### EXTRAIT DE PAGE:
····················

Par exploit d'huissier en date du 16 novembre 2020, la société CPE Climatisation a fait assigner la Banque BCP devant le tribunal de commerce de Paris afin de la voir, notamment, condamner au paiement de la somme de 20 000 euros.

Par jugement contradictoire du 12 mai 2022, le tribunal de commerce de Paris a :

- débouté la Banque BCP de son exception de forclusion et déclaré la société CPE Climatisation recevable et bien fondée en ses demandes ;

- débouté la société CPE Climatisation de toutes ses demandes ;

- condamné la société CPE Climatisation à payer 2 000 euros à la Banque BCP au titre de l'article 700 du code de procédure civile ;

- condamné la société CPE Climatisation aux dépens.

Par déclaration remise au greffe de la cour le 28 juin 2022, la société CPE Climatisation a interjeté appel de cette décision contre la Banque BCP.

····················

### DONNÉES:
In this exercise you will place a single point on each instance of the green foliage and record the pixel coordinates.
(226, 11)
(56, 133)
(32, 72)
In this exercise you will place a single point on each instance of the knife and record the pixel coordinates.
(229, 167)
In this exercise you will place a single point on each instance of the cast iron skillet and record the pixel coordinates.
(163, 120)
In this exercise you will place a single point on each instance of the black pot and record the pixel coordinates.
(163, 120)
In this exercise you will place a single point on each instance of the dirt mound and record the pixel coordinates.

····················

### LISTE DES TÂCHES:
A) Répondez à ces questions sur l'extrait consacré au litige entre CPE Climatisation et la Banque BCP :
(i) À quelle date la société CPE Climatisation a-t-elle fait assigner la Banque BCP ?
(ii) Quelle somme le tribunal a-t-il mise à la charge de CPE Climatisation au titre de l'article 700 du code de procédure civile ?
(iii) Quel jour la déclaration d'appel a-t-elle été remise au greffe de la cour ?
B) Poursuivez l'extrait consacré au litige entre CPE Climatisation et la Banque BCP à partir de sa dernière phrase.

### RÉPONSES DANS L'ORDRE:
A)
(i) Le 16 novembre 2020.
(ii) 2 000 euros.
(iii) Le 28 juin 2022.

B)
Par conclusions notifiées par voie électronique le 28 septembre 2022, la société CPE Climatisation demande, au visa des articles 1231-1, 1231-6 et 1353 alinéa 2 du code civil, L. 561-6 et L. 561-10-2 du code monétaire et financier, 514 et 700 du code de procédure civile, à la cour de :

- la juger recevable et bien fondée en son appel,

En conséquence :

- confirmer le jugement rendu par le tribunal de commerce de Paris le 12 mai 2022, en ce qu'il a débouté la Banque BCP de son exception de forclusion et l'a déclarée recevable et bien fondée en ses demandes,

- infirmer le jugement dont appel, en ce qu'il l'a :

- déboutée de toutes ses demandes ;

- condamnée à payer 2 000 euros à la Banque BCP au titre de l'article 700 du code de procédure civile ;

- condamnée aux dépens, dont ceux à recouvrer par le greffe, liquidés à la somme de 70,86 euros dont 11,60 euros de TVA.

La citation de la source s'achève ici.